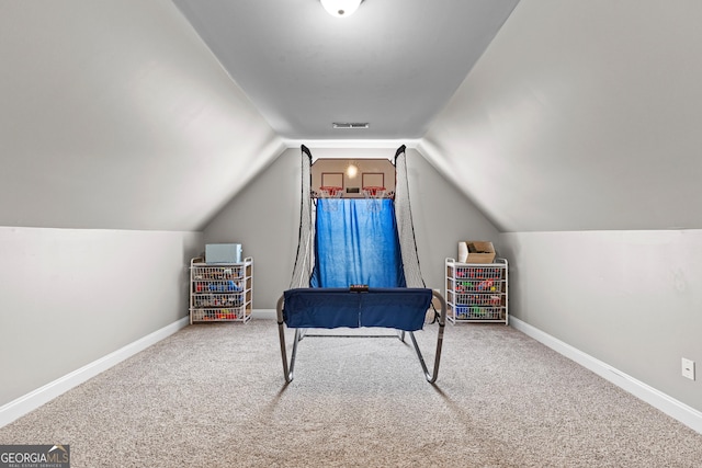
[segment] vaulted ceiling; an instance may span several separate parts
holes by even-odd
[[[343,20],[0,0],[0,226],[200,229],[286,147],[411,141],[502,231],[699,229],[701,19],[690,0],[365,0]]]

--

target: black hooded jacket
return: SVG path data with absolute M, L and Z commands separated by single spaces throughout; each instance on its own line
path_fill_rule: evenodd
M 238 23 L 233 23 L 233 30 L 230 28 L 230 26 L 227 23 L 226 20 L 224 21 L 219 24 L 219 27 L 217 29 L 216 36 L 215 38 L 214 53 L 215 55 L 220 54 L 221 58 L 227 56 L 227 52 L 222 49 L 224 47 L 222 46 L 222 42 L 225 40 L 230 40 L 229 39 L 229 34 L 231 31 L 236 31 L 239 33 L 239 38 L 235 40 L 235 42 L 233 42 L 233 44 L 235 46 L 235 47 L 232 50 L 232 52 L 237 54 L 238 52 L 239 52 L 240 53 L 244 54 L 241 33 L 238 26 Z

### [Exercise]
Copy out the lines word for word, starting with the line that contains "target: black hooded jacket" and going on through the line that contains "M 238 23 L 233".

### [Written answer]
target: black hooded jacket
return: SVG path data with absolute M, L and Z commands separated by single spaces throughout; each instance on its own line
path_fill_rule: evenodd
M 238 23 L 233 23 L 233 30 L 230 28 L 230 26 L 227 23 L 226 20 L 224 21 L 219 24 L 219 27 L 217 29 L 216 36 L 215 38 L 214 53 L 215 55 L 220 54 L 221 58 L 227 56 L 227 52 L 222 49 L 224 47 L 222 46 L 222 42 L 225 40 L 230 40 L 229 39 L 229 34 L 231 31 L 236 31 L 239 33 L 239 38 L 235 40 L 235 42 L 233 42 L 233 44 L 235 46 L 235 47 L 232 50 L 232 52 L 237 54 L 238 52 L 239 52 L 240 53 L 244 54 L 241 33 L 238 26 Z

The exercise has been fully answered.